• [Exercise goal]: Do these statements agree with the article below about the Heisenberg bobblehead? 1. The Heisenberg space adventure was put on by tvtag. 2. A can of beer has been launched into space. 3. The article says viewers should zap past the "Puppy Love" Budweiser commercial. Answer each with yes or no and quote the words that decide it.

• [Extracted text]:
--------
Why This Heisenberg Bobblehead Went to Space

Deb Amlen
Columnist
Yahoo Tech
July 25, 2014

This story has everything. It has space travel. It has beautiful, aerial shots of the Utah desert. It has a bobblehead figure of Walter “Heisenberg” White from the smash TV hit Breaking Bad. It has a bunch of peculiarly motivated people launching a weather balloon and cheering like lunatics when it takes off. It even has a strategic marketing plan.

Wait, what?

That’s right. These days, everyone and her mother has a weather balloon, and they’re all launching them into space for a variety of publicity-seeking reasons. They’ve launched a can of beer into space, complete with a pair of high-fiving dudes and dramatic music. 

And we all remember the “Balloon Boy” hoax, right? Ha ha, good one, Heenes! 

Today, this sort of stunt is what passes for advertising. Because marketing people have realized that if they want to reach viewers and expose them to their products, they’re going to have to seek out their audience online. What’s more, it had better be entertaining, because, really, ain’t nobody got time for lame ads.

And real, honest-to-god television commercials? Mostly a thing of the past, because even our grandparents have figured out how to “zap” past them.

Cartoon of elderly man watching television
Cartoon of elderly man watching television

(animationsa2z.com)

Except for that “Puppy Love” Budweiser commercial from the Super Bowl. You should never zap past that.

The big Heisenberg space adventure was put on by tvtag, a new TV viewership-sharing app created by i.tv.
--------
• [Data]:

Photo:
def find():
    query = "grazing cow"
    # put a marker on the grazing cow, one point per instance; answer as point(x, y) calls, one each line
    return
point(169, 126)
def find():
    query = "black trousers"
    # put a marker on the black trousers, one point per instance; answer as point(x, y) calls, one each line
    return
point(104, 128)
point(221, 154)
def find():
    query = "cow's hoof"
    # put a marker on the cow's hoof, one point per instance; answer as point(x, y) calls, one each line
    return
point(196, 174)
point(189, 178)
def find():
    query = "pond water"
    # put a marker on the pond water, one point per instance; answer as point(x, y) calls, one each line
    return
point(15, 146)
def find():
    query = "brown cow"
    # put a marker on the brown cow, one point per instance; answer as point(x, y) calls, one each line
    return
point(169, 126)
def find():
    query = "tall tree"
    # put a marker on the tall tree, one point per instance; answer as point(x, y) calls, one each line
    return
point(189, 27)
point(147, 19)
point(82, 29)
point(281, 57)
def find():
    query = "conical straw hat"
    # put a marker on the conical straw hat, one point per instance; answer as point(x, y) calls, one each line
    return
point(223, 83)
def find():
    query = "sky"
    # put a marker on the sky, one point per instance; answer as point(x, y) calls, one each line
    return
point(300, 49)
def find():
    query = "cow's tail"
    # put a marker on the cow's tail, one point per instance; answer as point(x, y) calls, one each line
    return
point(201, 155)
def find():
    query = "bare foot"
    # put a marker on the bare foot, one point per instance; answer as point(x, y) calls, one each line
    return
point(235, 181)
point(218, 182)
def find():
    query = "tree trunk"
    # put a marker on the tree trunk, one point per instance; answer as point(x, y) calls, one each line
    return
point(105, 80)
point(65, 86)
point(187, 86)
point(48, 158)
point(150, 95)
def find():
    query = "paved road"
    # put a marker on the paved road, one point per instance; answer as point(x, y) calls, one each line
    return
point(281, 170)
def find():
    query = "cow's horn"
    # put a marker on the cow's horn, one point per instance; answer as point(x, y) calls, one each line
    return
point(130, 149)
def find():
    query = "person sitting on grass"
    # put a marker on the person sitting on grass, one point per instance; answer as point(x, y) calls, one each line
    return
--------
• [The answer]:
1. Yes: "The big Heisenberg space adventure was put on by tvtag, a new TV viewership-sharing app created by i.tv."
2. Yes: "They’ve launched a can of beer into space"
3. No: "You should never zap past that."